- **EXTRACTED INFORMATION**:

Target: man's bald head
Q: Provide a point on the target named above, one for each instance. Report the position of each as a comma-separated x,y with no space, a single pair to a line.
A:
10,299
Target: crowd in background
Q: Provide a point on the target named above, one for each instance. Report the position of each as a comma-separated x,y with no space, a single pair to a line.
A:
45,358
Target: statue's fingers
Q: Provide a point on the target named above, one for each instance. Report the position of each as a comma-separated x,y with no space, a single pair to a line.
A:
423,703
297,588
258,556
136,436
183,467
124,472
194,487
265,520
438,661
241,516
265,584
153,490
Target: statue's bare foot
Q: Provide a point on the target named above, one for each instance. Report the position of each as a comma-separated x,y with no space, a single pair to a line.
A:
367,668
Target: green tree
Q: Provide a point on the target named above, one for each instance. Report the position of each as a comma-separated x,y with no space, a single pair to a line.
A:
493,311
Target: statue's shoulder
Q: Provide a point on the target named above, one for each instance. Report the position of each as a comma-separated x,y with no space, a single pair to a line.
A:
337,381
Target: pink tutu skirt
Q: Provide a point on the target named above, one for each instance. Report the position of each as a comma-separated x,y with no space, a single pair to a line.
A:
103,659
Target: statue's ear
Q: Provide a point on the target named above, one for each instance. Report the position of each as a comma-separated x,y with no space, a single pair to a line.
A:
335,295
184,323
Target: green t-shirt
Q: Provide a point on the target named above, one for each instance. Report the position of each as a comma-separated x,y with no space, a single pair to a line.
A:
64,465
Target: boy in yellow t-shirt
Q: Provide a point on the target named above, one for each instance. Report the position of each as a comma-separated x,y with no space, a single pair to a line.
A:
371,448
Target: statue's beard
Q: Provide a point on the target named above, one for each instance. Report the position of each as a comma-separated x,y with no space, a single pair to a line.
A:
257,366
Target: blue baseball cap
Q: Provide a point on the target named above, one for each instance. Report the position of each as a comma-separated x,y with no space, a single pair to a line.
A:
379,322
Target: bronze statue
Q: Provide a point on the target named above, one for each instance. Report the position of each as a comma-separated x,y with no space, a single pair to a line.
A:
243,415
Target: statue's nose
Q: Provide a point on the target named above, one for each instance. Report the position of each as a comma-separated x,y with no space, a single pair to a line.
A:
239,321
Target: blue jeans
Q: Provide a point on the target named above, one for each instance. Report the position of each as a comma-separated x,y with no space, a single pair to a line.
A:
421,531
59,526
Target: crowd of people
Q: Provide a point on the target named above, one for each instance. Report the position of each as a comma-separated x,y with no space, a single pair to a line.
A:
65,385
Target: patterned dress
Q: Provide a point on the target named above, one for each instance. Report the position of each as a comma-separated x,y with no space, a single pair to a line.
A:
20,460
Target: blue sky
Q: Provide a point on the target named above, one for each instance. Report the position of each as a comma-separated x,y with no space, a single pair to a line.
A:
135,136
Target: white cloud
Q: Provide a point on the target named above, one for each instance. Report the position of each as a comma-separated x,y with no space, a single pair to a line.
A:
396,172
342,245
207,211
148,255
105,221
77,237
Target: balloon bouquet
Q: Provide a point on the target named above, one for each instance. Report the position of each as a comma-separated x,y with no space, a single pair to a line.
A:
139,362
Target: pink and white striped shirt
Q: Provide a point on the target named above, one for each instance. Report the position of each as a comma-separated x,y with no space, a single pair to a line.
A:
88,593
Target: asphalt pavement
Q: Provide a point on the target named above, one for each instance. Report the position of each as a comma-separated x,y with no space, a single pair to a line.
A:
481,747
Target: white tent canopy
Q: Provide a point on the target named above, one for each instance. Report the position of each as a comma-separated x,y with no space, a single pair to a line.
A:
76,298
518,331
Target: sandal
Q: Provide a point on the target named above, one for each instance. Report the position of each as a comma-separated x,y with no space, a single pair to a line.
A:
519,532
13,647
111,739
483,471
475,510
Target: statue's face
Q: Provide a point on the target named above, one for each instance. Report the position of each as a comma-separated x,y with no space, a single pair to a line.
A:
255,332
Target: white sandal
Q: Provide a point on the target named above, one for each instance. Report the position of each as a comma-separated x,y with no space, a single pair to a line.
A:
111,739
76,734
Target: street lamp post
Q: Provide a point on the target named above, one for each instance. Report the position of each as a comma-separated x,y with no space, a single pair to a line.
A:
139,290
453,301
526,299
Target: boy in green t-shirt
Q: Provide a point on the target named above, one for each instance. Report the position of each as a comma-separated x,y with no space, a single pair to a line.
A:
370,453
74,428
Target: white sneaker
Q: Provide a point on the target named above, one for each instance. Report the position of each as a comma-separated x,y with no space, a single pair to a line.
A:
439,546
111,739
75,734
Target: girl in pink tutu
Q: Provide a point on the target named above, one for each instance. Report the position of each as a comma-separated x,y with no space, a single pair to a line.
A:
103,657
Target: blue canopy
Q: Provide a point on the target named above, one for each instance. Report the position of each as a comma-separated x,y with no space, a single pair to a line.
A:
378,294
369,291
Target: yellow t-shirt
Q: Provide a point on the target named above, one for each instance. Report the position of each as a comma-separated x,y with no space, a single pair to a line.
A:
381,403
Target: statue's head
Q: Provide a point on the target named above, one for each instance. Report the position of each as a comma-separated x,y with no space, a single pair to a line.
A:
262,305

- **WHAT TO PRODUCE**: Using the entries above, please restate each one word for word.

- **FULL RESPONSE**:
Target: man's bald head
Q: Provide a point on the target named above, one for each instance. Report the position of each as a comma-separated x,y with no space, a single pair to a line.
A:
10,299
Target: crowd in background
Q: Provide a point on the target named above, one for each instance. Report the position of each as a comma-separated x,y with no space, a single pair to a line.
A:
45,358
Target: statue's fingers
Q: Provide a point on the target named above, one for each instance. Report the position of each as a comma-separated x,y with no space, a single pair to a line.
A:
423,703
297,588
258,556
136,436
183,467
124,472
194,487
265,520
438,661
241,516
265,584
153,490
Target: statue's bare foot
Q: Provide a point on the target named above, one for each instance. Report the position of each as a comma-separated x,y with no space, a single pair to a line.
A:
367,668
Target: green tree
Q: Provide a point on the target named above, one for each instance. Report the position of each as a comma-separated x,y with no space, a single pair to a line.
A:
493,311
Target: statue's shoulder
Q: Provide a point on the target named above, one for each instance. Report the position of each as a comma-separated x,y with no space, a single pair to a line.
A:
337,381
Target: pink tutu skirt
Q: Provide a point on the target named above, one for each instance. Report the position of each as a comma-separated x,y with no space, a single pair to a line.
A:
103,659
Target: statue's ear
Q: Provide a point on the target named above, one for each instance. Report the position of each as a comma-separated x,y with no space, a single pair to a line.
A:
335,295
184,323
Target: green t-shirt
Q: Provide a point on the target named above, one for each instance. Report the position of each as a comma-separated x,y with no space, a single pair to a line.
A:
64,465
Target: boy in yellow t-shirt
Q: Provide a point on the target named above, one for each instance. Report the position of each as a comma-separated x,y with no space, a single pair to a line.
A:
371,448
Target: statue's beard
Q: Provide a point on the target named above, one for each instance. Report the position of each as a comma-separated x,y with no space, a single pair to a line.
A:
257,366
Target: blue baseball cap
Q: Provide a point on the target named above, one for each instance. Report the position of each as a comma-separated x,y with no space, a single pair to a line.
A:
379,322
Target: bronze statue
Q: Provide a point on the target named above, one for each instance. Report the position of each as a comma-separated x,y with no space, a single pair to a line.
A:
243,415
Target: statue's nose
Q: Provide a point on the target named above, one for each instance. Report the position of each as a comma-separated x,y with no space, a single pair to a line.
A:
239,321
Target: blue jeans
Q: Provide a point on the target named above, one for each instance. Report the position of each as a comma-separated x,y with no space, a single pair to a line.
A:
421,531
59,526
Target: crowd of people
Q: Provide a point on the target named above, one for each instance. Report the position of each as a comma-separated x,y with no space, a single pair to a line.
A:
65,385
Target: patterned dress
Q: Provide a point on the target named above, one for each instance. Report the position of each as a comma-separated x,y with no space, a single pair to a line.
A:
20,460
Target: blue sky
Q: Provide a point on the target named above, one for each instance. Report the position of each as a comma-separated x,y with no space, a single pair to a line.
A:
135,136
Target: white cloud
Q: Provide a point on the target named above, one for each instance. Report the position of each as a comma-separated x,y with no space, a single pair to a line.
A:
396,172
342,245
207,211
148,255
105,221
77,237
Target: balloon bouquet
Q: Provide a point on the target named above, one for each instance. Report the position of each as a comma-separated x,y with no space, a single pair to a line.
A:
139,362
Target: pink and white striped shirt
Q: Provide a point on the target named above, one for each instance. Report the position of each as a comma-separated x,y with no space, a single pair to a line.
A:
88,593
Target: asphalt pavement
Q: Provide a point on the target named above, one for each instance. Report the position of each as a comma-separated x,y with no space, a single pair to a line.
A:
481,747
Target: white tent canopy
Q: Provide a point on the target named above, one for each instance. Report the position of each as a comma-separated x,y with no space, a single pair to a line.
A:
76,298
518,331
Target: sandal
Q: Provide a point on the target named above, one for each instance. Report the position of each as a comma-separated x,y with no space, a single pair to a line.
A:
519,532
13,647
111,739
483,471
475,510
Target: statue's face
Q: Provide a point on the target named above, one for each instance. Report the position of each as a comma-separated x,y with no space, a single pair to a line.
A:
255,332
Target: white sandal
Q: Provide a point on the target named above, one for each instance. Report the position of each as a comma-separated x,y with no space, a single pair to a line.
A:
111,739
76,734
Target: street lamp post
Q: Provide a point on the target named above, one for each instance. Report the position of each as a comma-separated x,y with no space, a single pair to a line.
A:
139,290
453,301
526,299
Target: boy in green t-shirt
Q: Provide a point on the target named above, one for each instance. Report the position of each as a comma-separated x,y with no space, a single pair to a line.
A:
370,453
74,428
Target: white sneaker
Q: Provide a point on the target named above, one for each instance. Report the position of each as a comma-separated x,y with no space, a single pair to a line.
A:
439,546
111,739
75,734
Target: girl in pink tutu
Q: Provide a point on the target named above, one for each instance. Report the position of each as a comma-separated x,y with no space, a single pair to a line.
A:
103,657
Target: blue canopy
Q: Provide a point on the target named above, one for each instance. Report the position of each as a comma-separated x,y with no space, a single pair to a line.
A:
378,294
369,291
Target: yellow t-shirt
Q: Provide a point on the target named above, one for each instance. Report the position of each as a comma-separated x,y with no space, a single pair to a line.
A:
381,403
Target: statue's head
Q: Provide a point on the target named above, one for each instance. Report the position of each as a comma-separated x,y with no space, a single pair to a line.
A:
262,305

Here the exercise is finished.